** Aim of the exercise **
From the passage about Johnny, set down word for word the part that begins at the words "In December 2008, Johnny" and stops after the words "for Johnny's transplant.".

Dusty suddenly has to take care of Johnny all by himself. Before Jennifer died, he adopted the boy because he had asked Jennifer to marry him. Lucy Montgomery, Johnny's biological sister, wants to help Dusty, despite the fact that he blames her for the death of his wife. Soon, Dusty realizes that he can't keep blaming Lucy for something that was not her fault, so he forgives her and the two become friends. A few weeks later, Dusty has to leave for business and leaves Johnny in the care of his mother-in-law Barbara. That night, Johnny falls ill so Barbara calls the hospital. Lucy answers and rushes to Barbara's penthouse. Barbara wants to wait for an ambulance, but Lucy says that it will never happen since an ice storm is blowing over Oakdale. While Barbara tries to call anyway, Lucy grabs Johnny and takes off with her car, on the way to the hospital. Her car breaks down so she has to get out. She realizes it is too dangerous, but an unknown man with a mask saves her and demands her to go.

She loses her way due to snow and heavy winds, but is eventually saved by Dusty, who decided to miss his plane so he can be with Johnny. They make it to the hospital, where Lucy almost collapses due to undercooling. Dusty realizes that she would sacrifice her life to save Johnny and the two become closer. Lucy overhears that the man who saved her life was taken to the hospital, so she decides to visit him. She is surprised to find out that it was her father Craig Montgomery, who was just released from jail. Dusty is outraged when he hears that Craig is making plans to get custody over Johnny. Dusty swears that Craig will never get his son and Lucy stands by Dusty's side. They decide to get Craig arrested for kidnapping Lucy two years earlier. However, in court, Craig blackmails Lucy by saying that if she tells the truth, awful things might happen to Dusty. Scared that Craig will hurt him, she tells the judge that she doesn't know for sure that it was Craig who kidnapped her. This angers Dusty. From that point on, the relationship between her and Dusty cools off and eventually she realizes that the fight over Johnny will last forever. She packs her bag and takes off with Johnny, to let him live happily and freely.

In December 2008, Johnny returns to Oakdale with Lucy, and now he is almost five years old. Johnny has a rare blood disease and he is in desperate need of a bone marrow transplant. Lucy, not wanting the residents of Oakdale, specifically Craig and Dusty, to know that she and Johnny are back, enlists the help of Alison Stewart to test Johnny's relatives and see if any of them are a match for the bone marrow transplant. Dusty eventually finds out his adopted son is back in Oakdale. Katie Peretti is revealed to be a match for Johnny's transplant.

Johnny is involved with the custody battle between his biological father and adoptive father. Johnny is awarded custody to his biological father, Craig. Meanwhile, Dusty promises him that they will be back together soon. Lucy has since started a mission for kids in east Africa, which involved smuggling cargo. When Fredo, her medical dealer finds out, he demands $50,000 for his silence. Dusty gets him to keep quiet, but a few days later, the dockworker found guns in one of the crates Lucy was going to send to Africa. Dusty is furious at first, but then realizes Fredo did this. Dusty tells the dockworker to empty the guns from the crate, but while doing so, he is murdered. Because the crate the guns were in was for Craig & Carly's designer vodka company, they are taken in for questioning. Carly is free to go, but Craig is arrested and accused of the crimes. Dusty uses this as a golden opportunity to get Johnny back. Dusty talks to his Lawyer, Tom Hughes, who tells Dusty that with Craig's arrest for crimes this serious, he could arrange a custody hearing for Dusty, and that Dusty could regain full custody of Johnny, all by the end of the day. And sure enough, with Craig in jail, without bail, unable to do anything about it, Dusty was awarded full custody of Johnny back before the day was over.

** Recorded information **
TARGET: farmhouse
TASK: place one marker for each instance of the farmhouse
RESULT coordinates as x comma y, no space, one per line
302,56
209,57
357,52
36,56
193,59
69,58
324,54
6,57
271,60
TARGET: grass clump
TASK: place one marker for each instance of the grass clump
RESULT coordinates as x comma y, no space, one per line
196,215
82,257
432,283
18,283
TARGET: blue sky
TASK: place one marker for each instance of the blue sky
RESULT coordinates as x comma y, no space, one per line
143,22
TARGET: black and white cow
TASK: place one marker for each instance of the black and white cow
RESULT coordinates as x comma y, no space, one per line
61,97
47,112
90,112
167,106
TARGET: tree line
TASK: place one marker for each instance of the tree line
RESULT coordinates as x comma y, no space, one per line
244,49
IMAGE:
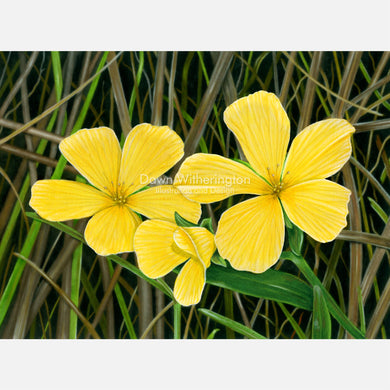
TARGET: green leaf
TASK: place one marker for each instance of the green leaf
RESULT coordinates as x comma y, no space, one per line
180,221
333,308
58,225
275,285
295,239
382,214
216,258
212,334
206,223
322,326
234,325
294,324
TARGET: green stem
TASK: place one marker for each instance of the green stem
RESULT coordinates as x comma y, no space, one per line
176,321
334,309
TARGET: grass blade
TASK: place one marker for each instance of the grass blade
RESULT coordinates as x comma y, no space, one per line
230,324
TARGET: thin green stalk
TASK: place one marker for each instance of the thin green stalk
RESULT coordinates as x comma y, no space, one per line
176,321
122,305
233,325
75,289
294,324
228,299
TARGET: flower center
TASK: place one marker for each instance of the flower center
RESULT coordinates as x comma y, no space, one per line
277,188
119,199
118,196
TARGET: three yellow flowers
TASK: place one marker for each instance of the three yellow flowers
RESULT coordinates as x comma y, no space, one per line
250,234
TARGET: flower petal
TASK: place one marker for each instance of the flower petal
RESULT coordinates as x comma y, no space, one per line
62,200
184,242
318,207
189,283
319,151
153,244
204,243
148,152
96,154
208,178
263,130
161,202
112,230
251,234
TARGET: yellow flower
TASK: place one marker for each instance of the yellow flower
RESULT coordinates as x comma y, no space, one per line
161,246
116,176
251,234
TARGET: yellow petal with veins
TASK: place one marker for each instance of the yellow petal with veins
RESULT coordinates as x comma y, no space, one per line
96,154
263,130
189,283
318,207
112,230
156,253
161,202
319,151
208,178
148,152
203,241
185,243
251,234
62,200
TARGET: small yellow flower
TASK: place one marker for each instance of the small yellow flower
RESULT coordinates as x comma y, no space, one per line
161,246
251,234
116,176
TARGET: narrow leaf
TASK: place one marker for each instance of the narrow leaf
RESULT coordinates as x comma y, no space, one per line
275,285
234,325
321,318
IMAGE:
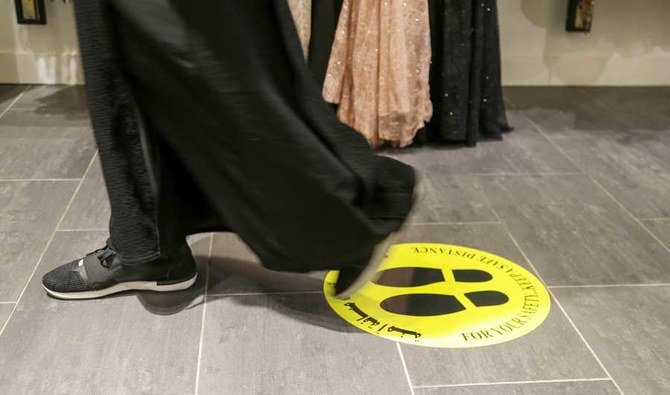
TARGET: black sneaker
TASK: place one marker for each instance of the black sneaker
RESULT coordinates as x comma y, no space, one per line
351,279
101,273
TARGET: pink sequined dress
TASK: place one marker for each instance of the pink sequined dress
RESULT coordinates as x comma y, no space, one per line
379,69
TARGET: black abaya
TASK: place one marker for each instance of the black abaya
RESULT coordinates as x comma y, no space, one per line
224,84
465,76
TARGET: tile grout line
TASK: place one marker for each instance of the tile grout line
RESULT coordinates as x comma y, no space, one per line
565,313
266,293
16,99
204,315
48,244
602,188
404,366
85,230
513,383
608,286
38,179
455,223
558,303
639,222
569,173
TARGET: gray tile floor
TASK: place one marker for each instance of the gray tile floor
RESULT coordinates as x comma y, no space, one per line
579,193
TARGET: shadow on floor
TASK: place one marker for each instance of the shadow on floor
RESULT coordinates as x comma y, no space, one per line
294,295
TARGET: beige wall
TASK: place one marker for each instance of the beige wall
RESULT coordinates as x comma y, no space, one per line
39,54
629,45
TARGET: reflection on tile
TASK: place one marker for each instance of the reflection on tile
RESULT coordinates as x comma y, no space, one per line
553,351
618,136
563,112
29,213
660,228
628,329
8,94
54,100
90,208
5,311
574,233
563,388
633,166
44,145
452,198
522,151
235,269
130,343
287,344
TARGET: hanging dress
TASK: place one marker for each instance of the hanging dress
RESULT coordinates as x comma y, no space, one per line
379,69
301,10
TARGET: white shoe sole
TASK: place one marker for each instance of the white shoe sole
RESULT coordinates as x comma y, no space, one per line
122,287
371,271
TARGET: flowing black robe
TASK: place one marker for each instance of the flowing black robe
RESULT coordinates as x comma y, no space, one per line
221,90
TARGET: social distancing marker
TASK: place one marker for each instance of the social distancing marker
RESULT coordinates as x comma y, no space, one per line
439,295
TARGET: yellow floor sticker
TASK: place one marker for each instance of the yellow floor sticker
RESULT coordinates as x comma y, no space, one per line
439,295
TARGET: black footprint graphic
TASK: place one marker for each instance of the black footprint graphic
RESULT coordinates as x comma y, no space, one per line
427,305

** Solution **
In December 2008, Johnny returns to Oakdale with Lucy, and now he is almost five years old. Johnny has a rare blood disease and he is in desperate need of a bone marrow transplant. Lucy, not wanting the residents of Oakdale, specifically Craig and Dusty, to know that she and Johnny are back, enlists the help of Alison Stewart to test Johnny's relatives and see if any of them are a match for the bone marrow transplant. Dusty eventually finds out his adopted son is back in Oakdale. Katie Peretti is revealed to be a match for Johnny's transplant.